## start Records to use
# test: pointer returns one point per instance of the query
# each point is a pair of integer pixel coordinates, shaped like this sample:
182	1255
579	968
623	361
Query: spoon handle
## end Records to use
■ Given request
Present every line of the entries above as a numbered list, skipping any blank lines.

■ Response to the exercise
1. # test: pointer returns one point per instance of the query
2. # each point is a pair of integer pixel coordinates, shaped like this sample:
3. 182	1255
4. 579	968
5. 623	361
6. Query: spoon handle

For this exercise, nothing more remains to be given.